• _Directions_
Please go over the material below and count each line with the string "hillside", giving only the total.

• _Recorded data_
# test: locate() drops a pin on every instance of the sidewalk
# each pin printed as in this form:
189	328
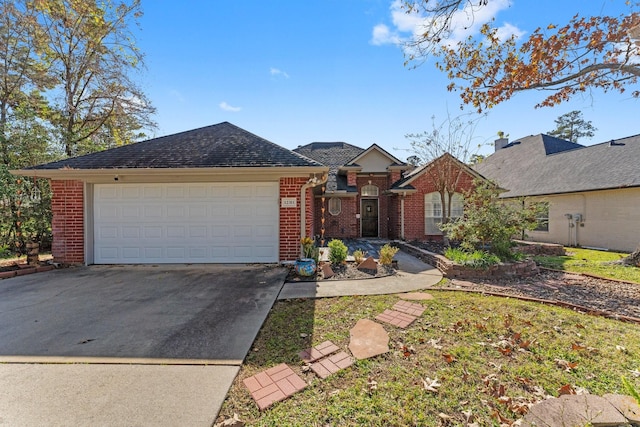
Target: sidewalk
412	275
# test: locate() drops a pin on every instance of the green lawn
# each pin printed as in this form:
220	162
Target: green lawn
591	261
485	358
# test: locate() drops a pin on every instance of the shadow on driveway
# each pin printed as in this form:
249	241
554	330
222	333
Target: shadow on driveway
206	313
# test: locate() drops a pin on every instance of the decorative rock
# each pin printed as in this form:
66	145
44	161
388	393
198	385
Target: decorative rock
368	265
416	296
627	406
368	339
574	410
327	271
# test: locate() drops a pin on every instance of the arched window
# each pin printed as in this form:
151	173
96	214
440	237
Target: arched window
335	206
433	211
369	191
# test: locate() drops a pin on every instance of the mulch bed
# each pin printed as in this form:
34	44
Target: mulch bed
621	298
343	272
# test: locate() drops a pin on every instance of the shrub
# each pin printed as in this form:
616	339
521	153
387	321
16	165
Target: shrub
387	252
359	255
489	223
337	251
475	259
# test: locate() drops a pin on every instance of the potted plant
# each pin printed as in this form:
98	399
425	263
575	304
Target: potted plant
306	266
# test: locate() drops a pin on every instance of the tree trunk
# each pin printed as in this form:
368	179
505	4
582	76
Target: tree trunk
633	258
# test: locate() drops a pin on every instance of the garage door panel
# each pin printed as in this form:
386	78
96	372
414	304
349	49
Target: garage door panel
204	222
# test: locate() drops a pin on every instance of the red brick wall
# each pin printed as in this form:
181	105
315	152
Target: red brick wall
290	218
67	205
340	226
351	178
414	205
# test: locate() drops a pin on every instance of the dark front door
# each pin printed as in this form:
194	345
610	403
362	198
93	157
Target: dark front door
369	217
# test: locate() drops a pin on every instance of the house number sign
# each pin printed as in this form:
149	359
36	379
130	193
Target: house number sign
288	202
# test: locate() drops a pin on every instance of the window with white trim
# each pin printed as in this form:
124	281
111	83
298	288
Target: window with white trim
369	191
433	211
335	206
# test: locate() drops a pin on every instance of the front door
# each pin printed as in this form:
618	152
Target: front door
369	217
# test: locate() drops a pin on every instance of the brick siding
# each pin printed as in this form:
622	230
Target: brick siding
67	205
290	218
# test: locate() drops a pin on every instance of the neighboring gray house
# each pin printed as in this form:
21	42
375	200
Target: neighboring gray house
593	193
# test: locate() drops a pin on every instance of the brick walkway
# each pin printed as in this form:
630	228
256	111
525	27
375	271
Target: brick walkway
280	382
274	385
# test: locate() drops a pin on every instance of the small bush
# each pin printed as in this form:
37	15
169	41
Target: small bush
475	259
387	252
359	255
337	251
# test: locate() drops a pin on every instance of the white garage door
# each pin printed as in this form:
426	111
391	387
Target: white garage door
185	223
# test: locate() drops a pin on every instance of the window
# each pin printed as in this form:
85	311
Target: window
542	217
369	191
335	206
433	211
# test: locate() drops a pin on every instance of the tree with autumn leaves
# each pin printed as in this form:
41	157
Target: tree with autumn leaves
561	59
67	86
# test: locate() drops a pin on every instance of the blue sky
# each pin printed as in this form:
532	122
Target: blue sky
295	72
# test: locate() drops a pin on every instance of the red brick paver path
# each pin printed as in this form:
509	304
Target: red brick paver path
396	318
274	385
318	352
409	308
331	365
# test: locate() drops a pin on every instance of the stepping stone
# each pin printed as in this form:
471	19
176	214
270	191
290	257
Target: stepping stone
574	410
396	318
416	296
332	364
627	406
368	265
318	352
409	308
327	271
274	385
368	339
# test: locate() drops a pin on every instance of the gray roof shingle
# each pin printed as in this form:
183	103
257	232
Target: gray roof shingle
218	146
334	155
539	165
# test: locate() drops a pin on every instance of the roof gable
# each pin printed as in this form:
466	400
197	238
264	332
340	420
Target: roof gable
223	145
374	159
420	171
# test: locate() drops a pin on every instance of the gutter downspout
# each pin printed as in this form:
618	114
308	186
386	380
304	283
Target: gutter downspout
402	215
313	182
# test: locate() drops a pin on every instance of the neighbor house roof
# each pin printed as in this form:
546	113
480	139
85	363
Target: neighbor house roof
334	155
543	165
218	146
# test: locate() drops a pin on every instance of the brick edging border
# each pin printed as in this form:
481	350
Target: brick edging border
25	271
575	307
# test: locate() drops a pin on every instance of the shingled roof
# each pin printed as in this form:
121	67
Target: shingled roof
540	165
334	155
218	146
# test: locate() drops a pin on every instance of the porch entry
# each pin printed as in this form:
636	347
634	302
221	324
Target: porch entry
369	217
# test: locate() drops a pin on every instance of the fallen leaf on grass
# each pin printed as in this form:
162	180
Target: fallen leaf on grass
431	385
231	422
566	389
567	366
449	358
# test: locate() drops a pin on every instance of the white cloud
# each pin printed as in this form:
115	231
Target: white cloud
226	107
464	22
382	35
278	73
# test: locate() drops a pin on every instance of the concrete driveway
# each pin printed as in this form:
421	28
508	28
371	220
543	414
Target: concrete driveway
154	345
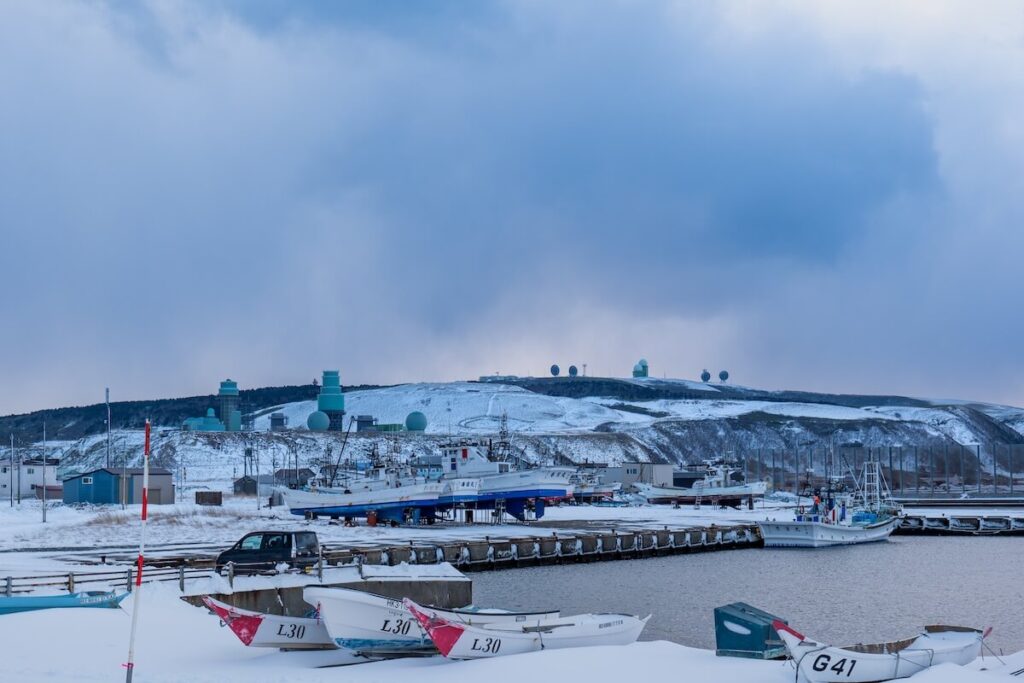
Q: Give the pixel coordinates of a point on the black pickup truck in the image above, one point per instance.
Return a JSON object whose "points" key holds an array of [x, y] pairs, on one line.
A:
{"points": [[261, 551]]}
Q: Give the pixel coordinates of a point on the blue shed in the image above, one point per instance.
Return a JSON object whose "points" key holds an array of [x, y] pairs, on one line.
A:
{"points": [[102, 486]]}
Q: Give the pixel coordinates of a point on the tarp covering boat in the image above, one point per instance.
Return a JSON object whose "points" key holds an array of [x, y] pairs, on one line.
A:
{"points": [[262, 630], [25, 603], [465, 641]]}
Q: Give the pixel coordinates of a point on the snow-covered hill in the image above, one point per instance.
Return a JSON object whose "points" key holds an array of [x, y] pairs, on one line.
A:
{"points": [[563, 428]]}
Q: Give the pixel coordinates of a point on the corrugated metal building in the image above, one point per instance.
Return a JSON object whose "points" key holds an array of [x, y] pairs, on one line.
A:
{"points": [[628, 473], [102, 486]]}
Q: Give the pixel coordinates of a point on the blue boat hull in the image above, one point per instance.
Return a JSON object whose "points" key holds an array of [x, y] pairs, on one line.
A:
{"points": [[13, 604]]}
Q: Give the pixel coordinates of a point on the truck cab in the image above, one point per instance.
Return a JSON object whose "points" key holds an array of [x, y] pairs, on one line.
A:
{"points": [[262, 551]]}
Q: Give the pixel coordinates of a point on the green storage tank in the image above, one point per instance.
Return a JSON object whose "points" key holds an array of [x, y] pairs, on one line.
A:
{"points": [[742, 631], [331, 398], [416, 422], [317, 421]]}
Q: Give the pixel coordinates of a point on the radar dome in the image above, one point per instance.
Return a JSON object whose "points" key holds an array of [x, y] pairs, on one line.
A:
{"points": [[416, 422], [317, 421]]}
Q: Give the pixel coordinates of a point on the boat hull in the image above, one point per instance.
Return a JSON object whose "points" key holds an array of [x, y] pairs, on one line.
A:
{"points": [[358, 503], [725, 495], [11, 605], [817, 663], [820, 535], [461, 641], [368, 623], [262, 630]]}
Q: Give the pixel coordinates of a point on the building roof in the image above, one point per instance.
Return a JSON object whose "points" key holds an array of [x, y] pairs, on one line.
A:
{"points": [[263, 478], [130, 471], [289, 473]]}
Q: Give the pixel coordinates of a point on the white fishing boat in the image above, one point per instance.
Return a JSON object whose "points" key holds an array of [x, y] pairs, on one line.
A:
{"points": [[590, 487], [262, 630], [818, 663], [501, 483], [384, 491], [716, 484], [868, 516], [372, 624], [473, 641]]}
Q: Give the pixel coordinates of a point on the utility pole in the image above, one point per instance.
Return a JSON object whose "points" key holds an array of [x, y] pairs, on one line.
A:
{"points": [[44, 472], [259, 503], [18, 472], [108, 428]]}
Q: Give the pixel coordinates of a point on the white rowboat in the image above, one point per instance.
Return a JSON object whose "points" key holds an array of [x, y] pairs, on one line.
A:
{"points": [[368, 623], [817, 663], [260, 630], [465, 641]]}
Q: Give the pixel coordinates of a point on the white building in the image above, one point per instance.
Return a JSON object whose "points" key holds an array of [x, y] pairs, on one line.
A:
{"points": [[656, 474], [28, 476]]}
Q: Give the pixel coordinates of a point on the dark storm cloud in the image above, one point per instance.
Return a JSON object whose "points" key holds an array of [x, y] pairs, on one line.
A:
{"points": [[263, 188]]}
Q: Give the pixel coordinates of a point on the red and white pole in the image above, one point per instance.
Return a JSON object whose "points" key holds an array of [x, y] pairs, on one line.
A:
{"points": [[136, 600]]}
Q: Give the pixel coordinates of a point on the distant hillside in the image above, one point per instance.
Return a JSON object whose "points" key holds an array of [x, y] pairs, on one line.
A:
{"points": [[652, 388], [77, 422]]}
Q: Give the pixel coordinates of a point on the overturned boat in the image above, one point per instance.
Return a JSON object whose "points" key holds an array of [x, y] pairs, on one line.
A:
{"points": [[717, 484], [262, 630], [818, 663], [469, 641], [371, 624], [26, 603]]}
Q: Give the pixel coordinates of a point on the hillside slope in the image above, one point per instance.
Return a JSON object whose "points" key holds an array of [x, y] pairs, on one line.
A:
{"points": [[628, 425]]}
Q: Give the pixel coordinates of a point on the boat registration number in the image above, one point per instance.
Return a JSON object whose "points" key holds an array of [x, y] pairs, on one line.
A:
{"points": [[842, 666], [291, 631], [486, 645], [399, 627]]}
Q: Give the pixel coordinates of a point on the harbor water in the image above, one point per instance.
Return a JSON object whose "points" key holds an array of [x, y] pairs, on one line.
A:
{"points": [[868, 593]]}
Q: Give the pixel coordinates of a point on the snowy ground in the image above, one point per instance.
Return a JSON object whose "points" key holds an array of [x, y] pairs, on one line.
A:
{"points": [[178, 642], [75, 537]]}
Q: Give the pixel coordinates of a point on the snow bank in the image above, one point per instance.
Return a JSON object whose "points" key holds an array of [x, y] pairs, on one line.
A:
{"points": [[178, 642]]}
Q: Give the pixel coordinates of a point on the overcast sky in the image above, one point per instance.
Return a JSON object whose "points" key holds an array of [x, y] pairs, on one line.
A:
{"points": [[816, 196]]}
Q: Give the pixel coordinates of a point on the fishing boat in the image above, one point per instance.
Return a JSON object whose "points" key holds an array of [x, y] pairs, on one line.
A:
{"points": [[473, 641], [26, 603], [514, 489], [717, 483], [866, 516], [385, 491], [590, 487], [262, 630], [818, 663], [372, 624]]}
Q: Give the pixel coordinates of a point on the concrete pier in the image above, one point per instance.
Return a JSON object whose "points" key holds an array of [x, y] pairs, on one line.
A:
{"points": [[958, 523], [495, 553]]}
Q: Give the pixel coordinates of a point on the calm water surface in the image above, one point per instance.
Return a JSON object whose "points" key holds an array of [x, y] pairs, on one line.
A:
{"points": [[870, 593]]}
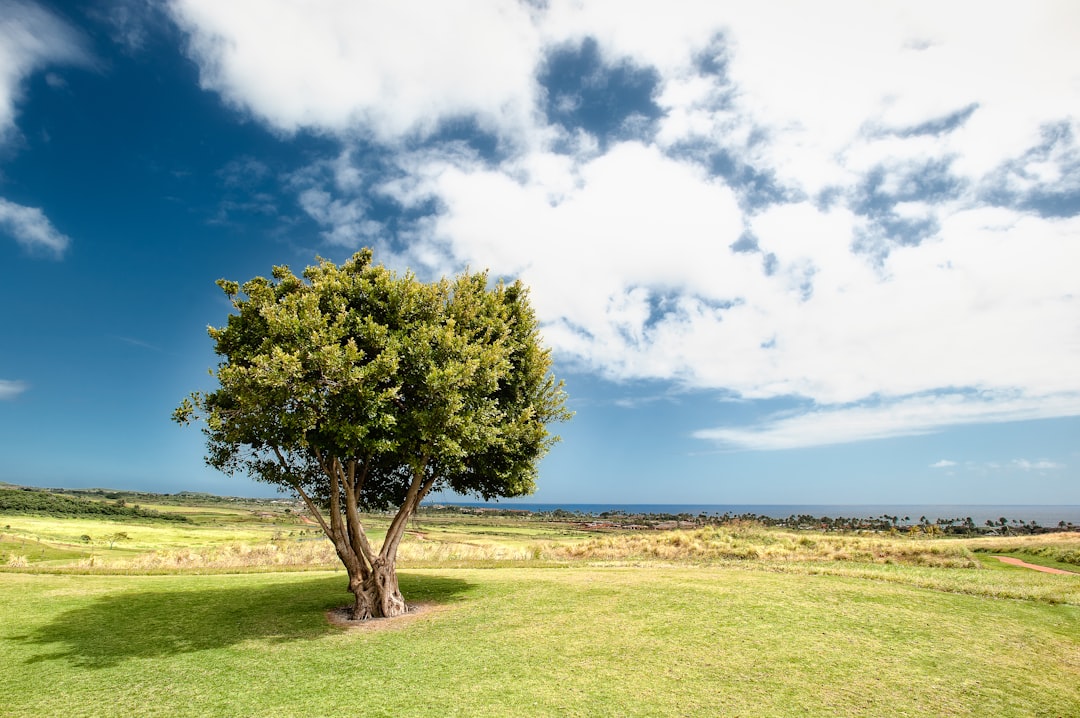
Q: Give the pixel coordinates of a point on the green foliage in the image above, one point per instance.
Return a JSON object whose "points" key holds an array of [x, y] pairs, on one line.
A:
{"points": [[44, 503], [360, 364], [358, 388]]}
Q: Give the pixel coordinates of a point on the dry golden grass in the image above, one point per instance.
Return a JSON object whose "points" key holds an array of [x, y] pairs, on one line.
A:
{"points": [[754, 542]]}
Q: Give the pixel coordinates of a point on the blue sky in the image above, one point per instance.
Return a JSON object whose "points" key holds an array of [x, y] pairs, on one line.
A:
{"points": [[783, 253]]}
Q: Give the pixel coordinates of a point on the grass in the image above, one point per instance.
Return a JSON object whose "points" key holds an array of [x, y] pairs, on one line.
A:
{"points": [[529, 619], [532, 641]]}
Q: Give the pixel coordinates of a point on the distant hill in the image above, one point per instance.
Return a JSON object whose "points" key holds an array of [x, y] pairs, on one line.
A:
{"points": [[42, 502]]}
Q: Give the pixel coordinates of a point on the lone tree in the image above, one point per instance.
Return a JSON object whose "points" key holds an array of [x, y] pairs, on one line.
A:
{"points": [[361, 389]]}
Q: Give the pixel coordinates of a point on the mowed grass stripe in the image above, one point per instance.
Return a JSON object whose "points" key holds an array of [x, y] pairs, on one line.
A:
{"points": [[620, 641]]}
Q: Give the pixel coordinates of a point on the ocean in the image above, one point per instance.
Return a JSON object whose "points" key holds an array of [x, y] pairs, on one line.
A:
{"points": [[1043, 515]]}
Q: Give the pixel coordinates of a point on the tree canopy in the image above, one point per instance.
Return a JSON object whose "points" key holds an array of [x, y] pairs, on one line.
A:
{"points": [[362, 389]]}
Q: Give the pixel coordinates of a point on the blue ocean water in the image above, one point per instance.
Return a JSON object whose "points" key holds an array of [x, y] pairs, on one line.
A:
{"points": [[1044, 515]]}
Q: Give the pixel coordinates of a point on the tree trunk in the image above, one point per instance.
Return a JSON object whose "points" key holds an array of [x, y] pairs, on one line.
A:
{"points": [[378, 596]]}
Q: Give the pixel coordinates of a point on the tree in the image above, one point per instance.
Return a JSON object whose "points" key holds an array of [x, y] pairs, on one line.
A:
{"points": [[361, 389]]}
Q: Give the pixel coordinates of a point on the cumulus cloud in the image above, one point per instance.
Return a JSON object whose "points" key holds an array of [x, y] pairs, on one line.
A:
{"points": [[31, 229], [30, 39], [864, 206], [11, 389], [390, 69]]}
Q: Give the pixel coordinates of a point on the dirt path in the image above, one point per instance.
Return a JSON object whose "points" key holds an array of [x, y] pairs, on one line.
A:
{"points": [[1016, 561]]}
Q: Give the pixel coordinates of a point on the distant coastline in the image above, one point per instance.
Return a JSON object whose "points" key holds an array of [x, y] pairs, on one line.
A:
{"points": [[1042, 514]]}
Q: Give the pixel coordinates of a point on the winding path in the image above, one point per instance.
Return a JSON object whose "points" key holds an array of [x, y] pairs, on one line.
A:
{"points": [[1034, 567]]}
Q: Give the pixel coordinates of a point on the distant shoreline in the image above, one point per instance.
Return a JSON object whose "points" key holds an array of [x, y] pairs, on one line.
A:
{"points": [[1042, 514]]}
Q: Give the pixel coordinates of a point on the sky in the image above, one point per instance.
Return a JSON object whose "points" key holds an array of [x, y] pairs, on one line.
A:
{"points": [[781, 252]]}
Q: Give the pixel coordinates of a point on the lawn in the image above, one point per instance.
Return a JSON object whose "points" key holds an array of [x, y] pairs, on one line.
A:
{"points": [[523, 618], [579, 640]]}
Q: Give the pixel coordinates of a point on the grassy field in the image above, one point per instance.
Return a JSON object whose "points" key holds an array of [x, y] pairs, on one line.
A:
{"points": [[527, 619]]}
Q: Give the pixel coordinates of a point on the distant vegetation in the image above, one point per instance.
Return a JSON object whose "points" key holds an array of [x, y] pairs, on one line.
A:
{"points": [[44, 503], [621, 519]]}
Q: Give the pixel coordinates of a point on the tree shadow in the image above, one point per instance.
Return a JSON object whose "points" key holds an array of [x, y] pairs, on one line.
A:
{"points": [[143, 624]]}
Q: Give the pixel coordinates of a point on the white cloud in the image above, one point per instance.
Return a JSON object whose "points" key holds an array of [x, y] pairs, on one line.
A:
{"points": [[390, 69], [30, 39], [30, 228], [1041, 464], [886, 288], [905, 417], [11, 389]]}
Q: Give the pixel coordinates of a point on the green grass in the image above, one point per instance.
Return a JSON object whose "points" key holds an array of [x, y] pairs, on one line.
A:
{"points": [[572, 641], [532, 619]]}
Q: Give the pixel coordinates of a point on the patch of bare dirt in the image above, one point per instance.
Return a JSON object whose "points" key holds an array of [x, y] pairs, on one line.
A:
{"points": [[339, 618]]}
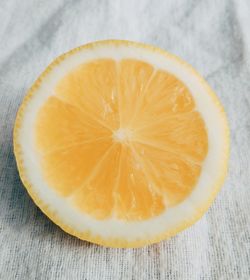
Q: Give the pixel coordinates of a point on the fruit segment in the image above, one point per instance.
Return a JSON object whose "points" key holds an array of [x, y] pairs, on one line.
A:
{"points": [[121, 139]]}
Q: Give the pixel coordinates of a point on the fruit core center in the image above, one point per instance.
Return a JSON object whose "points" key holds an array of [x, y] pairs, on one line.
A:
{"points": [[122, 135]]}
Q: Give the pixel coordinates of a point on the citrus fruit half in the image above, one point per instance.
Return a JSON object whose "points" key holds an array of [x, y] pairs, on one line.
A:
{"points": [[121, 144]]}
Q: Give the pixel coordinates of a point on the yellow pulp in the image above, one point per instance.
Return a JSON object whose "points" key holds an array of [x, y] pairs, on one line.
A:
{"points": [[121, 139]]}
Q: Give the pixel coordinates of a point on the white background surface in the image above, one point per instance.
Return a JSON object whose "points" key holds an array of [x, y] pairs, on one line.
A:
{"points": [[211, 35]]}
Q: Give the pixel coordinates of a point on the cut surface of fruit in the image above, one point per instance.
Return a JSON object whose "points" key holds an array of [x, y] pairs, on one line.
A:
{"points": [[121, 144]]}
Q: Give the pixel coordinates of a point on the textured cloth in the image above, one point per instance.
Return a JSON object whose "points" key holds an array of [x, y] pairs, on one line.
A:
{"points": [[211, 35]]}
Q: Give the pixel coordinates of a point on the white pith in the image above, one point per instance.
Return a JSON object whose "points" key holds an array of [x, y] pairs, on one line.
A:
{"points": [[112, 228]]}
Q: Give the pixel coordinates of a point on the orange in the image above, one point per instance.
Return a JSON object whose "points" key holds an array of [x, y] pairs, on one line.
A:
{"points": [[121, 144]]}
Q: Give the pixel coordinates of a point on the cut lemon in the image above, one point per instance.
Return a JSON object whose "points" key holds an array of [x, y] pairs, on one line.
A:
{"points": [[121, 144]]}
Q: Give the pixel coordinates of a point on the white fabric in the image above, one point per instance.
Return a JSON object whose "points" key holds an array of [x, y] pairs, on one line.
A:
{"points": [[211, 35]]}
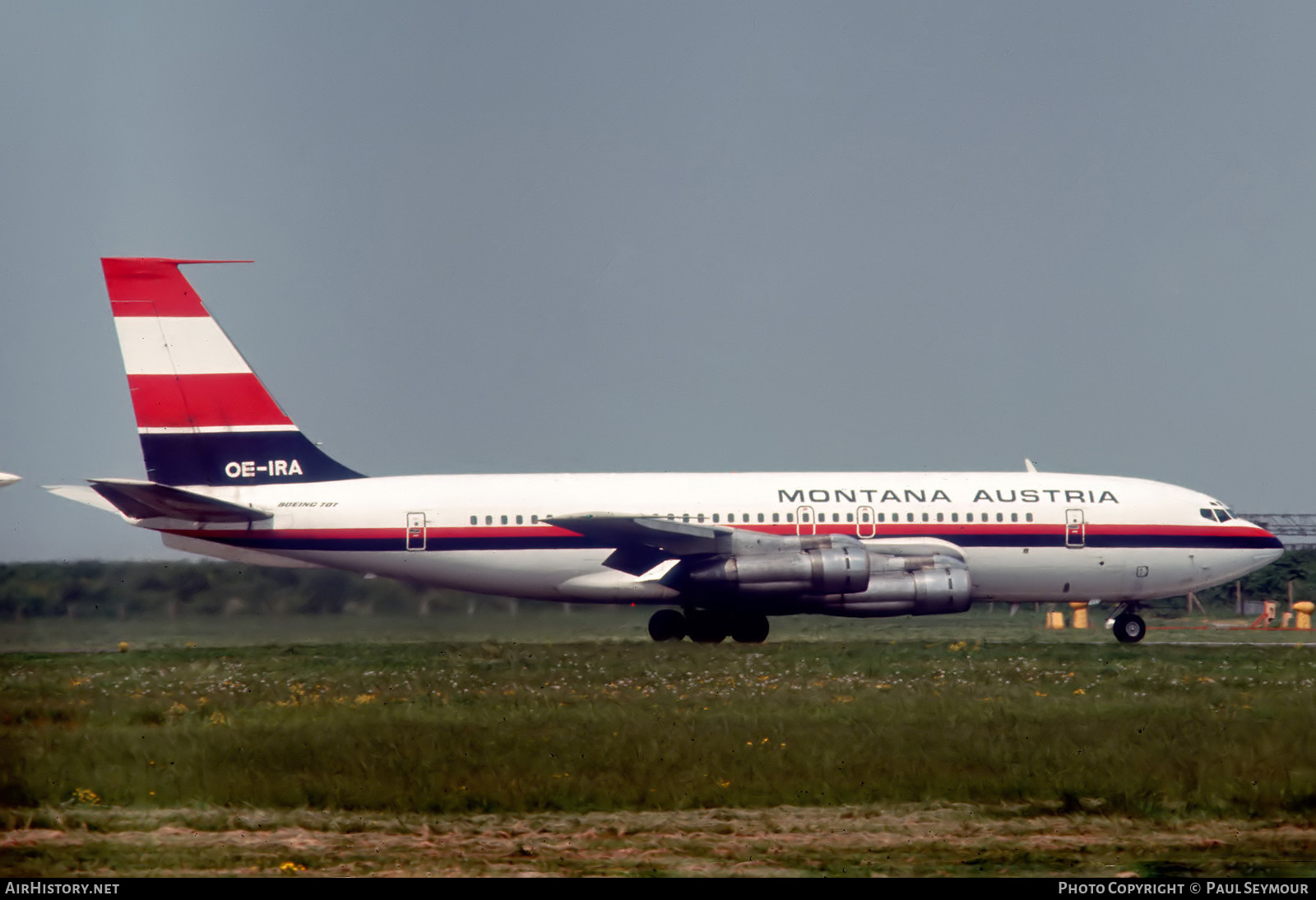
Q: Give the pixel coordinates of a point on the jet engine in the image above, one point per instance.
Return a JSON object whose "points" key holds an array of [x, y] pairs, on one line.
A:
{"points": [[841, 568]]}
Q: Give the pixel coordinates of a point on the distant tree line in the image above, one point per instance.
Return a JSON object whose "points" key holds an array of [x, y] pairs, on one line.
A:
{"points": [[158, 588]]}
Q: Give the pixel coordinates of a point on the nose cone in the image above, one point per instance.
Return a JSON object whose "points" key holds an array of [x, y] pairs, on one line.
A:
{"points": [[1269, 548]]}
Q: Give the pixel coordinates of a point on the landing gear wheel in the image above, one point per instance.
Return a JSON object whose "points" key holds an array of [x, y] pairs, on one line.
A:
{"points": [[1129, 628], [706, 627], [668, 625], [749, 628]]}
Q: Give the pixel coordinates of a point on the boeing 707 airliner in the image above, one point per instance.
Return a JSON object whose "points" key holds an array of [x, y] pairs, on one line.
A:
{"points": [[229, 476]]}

• _Result for this exercise_
2